**WORK REQUIRED:** Please print all of the data below word for word, leaving out the pictures.
::::::
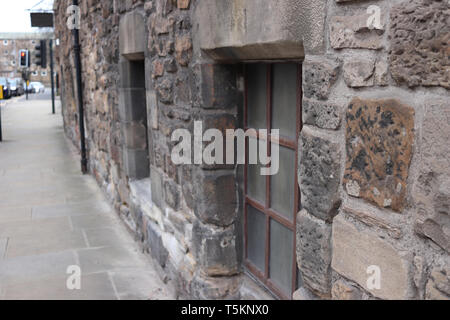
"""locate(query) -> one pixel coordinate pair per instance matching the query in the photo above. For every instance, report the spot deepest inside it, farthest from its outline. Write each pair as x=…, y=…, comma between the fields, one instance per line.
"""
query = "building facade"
x=359, y=91
x=9, y=61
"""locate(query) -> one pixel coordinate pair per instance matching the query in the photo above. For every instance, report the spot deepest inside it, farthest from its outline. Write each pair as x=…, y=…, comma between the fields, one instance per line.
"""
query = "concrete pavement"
x=52, y=217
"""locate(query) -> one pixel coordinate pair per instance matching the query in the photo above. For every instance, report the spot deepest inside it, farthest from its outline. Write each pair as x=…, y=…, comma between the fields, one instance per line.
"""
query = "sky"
x=14, y=16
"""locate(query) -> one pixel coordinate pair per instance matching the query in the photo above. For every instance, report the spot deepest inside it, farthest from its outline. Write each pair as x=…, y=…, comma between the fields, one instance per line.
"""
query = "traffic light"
x=41, y=54
x=24, y=58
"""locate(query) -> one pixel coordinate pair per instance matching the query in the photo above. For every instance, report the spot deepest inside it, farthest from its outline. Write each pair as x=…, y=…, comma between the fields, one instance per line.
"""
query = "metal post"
x=77, y=58
x=52, y=81
x=1, y=136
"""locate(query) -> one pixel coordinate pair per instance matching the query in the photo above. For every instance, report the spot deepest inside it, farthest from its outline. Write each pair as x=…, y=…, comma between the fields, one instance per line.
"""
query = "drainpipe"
x=77, y=58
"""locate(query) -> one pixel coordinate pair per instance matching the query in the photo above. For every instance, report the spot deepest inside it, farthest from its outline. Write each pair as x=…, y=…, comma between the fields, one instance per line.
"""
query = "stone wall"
x=178, y=213
x=376, y=114
x=373, y=156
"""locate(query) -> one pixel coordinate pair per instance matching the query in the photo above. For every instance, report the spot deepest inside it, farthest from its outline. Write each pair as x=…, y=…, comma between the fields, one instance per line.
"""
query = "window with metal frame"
x=273, y=95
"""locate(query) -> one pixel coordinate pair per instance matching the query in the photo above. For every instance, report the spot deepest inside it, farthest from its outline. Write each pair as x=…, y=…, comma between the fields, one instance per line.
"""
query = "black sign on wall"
x=41, y=19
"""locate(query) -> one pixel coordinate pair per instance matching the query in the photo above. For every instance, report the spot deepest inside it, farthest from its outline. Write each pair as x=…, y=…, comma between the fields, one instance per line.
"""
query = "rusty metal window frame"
x=265, y=208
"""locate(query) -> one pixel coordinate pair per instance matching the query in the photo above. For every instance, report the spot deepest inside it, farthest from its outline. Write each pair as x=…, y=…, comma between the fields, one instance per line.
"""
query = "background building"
x=9, y=60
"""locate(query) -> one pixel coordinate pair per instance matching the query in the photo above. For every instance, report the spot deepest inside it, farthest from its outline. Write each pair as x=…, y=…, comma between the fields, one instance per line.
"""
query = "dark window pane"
x=282, y=185
x=281, y=256
x=284, y=99
x=256, y=183
x=256, y=243
x=257, y=95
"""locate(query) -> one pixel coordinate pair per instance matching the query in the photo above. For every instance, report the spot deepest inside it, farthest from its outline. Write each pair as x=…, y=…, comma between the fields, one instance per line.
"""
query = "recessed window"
x=133, y=105
x=272, y=101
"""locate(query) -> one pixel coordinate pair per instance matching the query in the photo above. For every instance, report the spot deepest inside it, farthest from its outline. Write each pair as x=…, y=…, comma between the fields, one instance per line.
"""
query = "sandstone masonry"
x=373, y=164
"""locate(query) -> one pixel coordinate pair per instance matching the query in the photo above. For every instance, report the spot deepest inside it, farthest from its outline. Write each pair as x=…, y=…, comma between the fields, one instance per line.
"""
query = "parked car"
x=16, y=87
x=37, y=87
x=6, y=88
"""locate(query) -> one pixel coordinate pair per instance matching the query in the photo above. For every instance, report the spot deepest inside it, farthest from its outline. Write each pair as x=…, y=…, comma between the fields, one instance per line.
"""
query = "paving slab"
x=8, y=214
x=106, y=237
x=109, y=258
x=28, y=268
x=27, y=245
x=53, y=217
x=93, y=287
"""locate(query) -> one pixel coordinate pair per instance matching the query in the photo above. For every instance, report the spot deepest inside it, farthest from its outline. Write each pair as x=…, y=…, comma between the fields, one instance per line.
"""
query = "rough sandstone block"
x=420, y=33
x=353, y=32
x=379, y=139
x=218, y=86
x=342, y=290
x=355, y=250
x=215, y=197
x=215, y=288
x=438, y=286
x=319, y=174
x=323, y=115
x=359, y=73
x=215, y=249
x=132, y=36
x=431, y=192
x=314, y=253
::::::
**ANSWER FOR THIS EXERCISE:**
"""locate(query) -> one pixel coordinate pair per instance matching the query in the photo above. For every instance, report the spot deepest inside it, farthest from its outline. Write each pair as x=…, y=…, comma between the fields, one instance per line.
"""
query = "building facade"
x=359, y=91
x=9, y=61
"""locate(query) -> one pixel coordinate pair per instance matching the query in the photo above. For every instance, report the spot deepest inside it, farthest from its outline. Write each pair as x=…, y=…, comma between the fields, one instance per line.
"""
query = "concrete pavement"
x=52, y=217
"""locate(query) -> one pixel coordinate pair per instance matching the query in the photo above. For every instance, report the spot deepest inside it, farthest from its outline. Write each pair as x=…, y=…, comma between the fields, one instance per line.
"""
query = "sky"
x=14, y=16
"""locate(query) -> one pixel coordinate pair per instance matching the query in the photo above. For every instance, report the spot deepest inside it, farthest from its outline. Write each pair as x=…, y=…, comma between the fields, one instance per line.
"""
query = "traffic light"
x=41, y=54
x=24, y=58
"""locate(query) -> one pixel coordinate pair per instance matching the query in the photo above. For every instance, report the spot deepest inside it, farthest from its outline. Write each pair as x=…, y=…, comma between the fields, one instance per line.
"""
query = "metal post"
x=77, y=58
x=52, y=81
x=1, y=136
"""locate(query) -> one pixel coordinate pair per instance matching the query in the photo above. For every instance, report the spot deepest inside it, farthest from its outline. Write each pair as x=…, y=…, comma between the fields, one instance per line.
"""
query = "drainpipe"
x=77, y=58
"""locate(query) -> one pixel coordinate pair per instance matching the query in the photo above. For every instance, report the spot deepest inside it, farthest from its outline. Write each pair as x=…, y=…, comma between the fields, one instance per line.
"""
query = "stone wall"
x=178, y=213
x=376, y=114
x=373, y=156
"""locate(query) -> one pixel coordinate pair per instance matching the query in the photo above. For every instance, report the spot deepest inside it, farthest from its outline. Write each pair as x=…, y=…, comma between the fields, one instance per line.
"""
query = "window with metal frame"
x=273, y=95
"""locate(query) -> one pixel coordinate pair per instance matching the query in the photo above. For every instance, report the spot deepest inside it, farthest from its outline. Write each pair as x=…, y=…, comma between the fields, one instance per line.
"""
query = "black sign on wall"
x=41, y=19
"""locate(query) -> one pixel coordinate pair per instance matching the query in the photo above. For every instance, report the spot deepest inside it, farthest from its outline. Write each pair as x=…, y=…, comma between the fields, one instance per line.
"""
query = "rusty metal window frame"
x=265, y=208
"""locate(query) -> one pixel coordinate pair per instance matching the query in the photo above. For every instance, report the spot deepest inside it, farthest from its outline. Write each pair as x=…, y=…, comma between the fields, one instance per line.
"""
query = "background building"
x=9, y=60
"""locate(query) -> one pixel coordinate pair per instance matching the query in the photo above. For every instance, report the spot deepest inside it, farthest from its outline. Write each pair as x=…, y=…, comma between the fields, one instance per line.
"""
query = "dark window pane"
x=282, y=185
x=281, y=256
x=284, y=99
x=256, y=183
x=256, y=243
x=257, y=95
"""locate(query) -> one pixel coordinate pair per instance matching the query in the photo above. For every instance, report the spot deepest inside it, farthest from its outline. Write each pair as x=…, y=…, comma between the fields, one instance per line.
"""
query = "recessed window"
x=133, y=105
x=272, y=101
"""locate(query) -> one pixel coordinate pair per instance matching the query in the photo above. For every instance, report the spot deepest inside it, farthest from its outline. Write each pair as x=…, y=…, comma between the fields, one instance per line.
"""
query = "sandstone masonry"
x=373, y=164
"""locate(query) -> one pixel coordinate pair per instance matching the query in the photo above. For every instance, report the spot deepest inside it, farthest from its outline. Write each pair as x=…, y=…, comma between the fields, one instance per line.
"""
query = "parked car"
x=16, y=87
x=37, y=87
x=6, y=88
"""locate(query) -> one pixel coordinate pair per instance matching the query in the photo above. For every instance, report the spot deepest inside it, farthest from its outline. Write each pair as x=…, y=…, comma between the fields, one instance per line.
"""
query = "paving slab"
x=8, y=214
x=106, y=237
x=109, y=258
x=28, y=268
x=27, y=245
x=53, y=217
x=93, y=287
"""locate(query) -> one pixel coordinate pair per instance matching the query in the photo above. For every instance, report the spot deepest inside it, farthest from its outline. Write each pair as x=…, y=…, comma between the fields, one instance per line.
"""
query = "rough sandstone block"
x=420, y=33
x=353, y=32
x=379, y=139
x=218, y=86
x=342, y=290
x=355, y=250
x=215, y=197
x=215, y=288
x=438, y=286
x=319, y=174
x=323, y=115
x=359, y=73
x=215, y=249
x=132, y=36
x=431, y=192
x=314, y=253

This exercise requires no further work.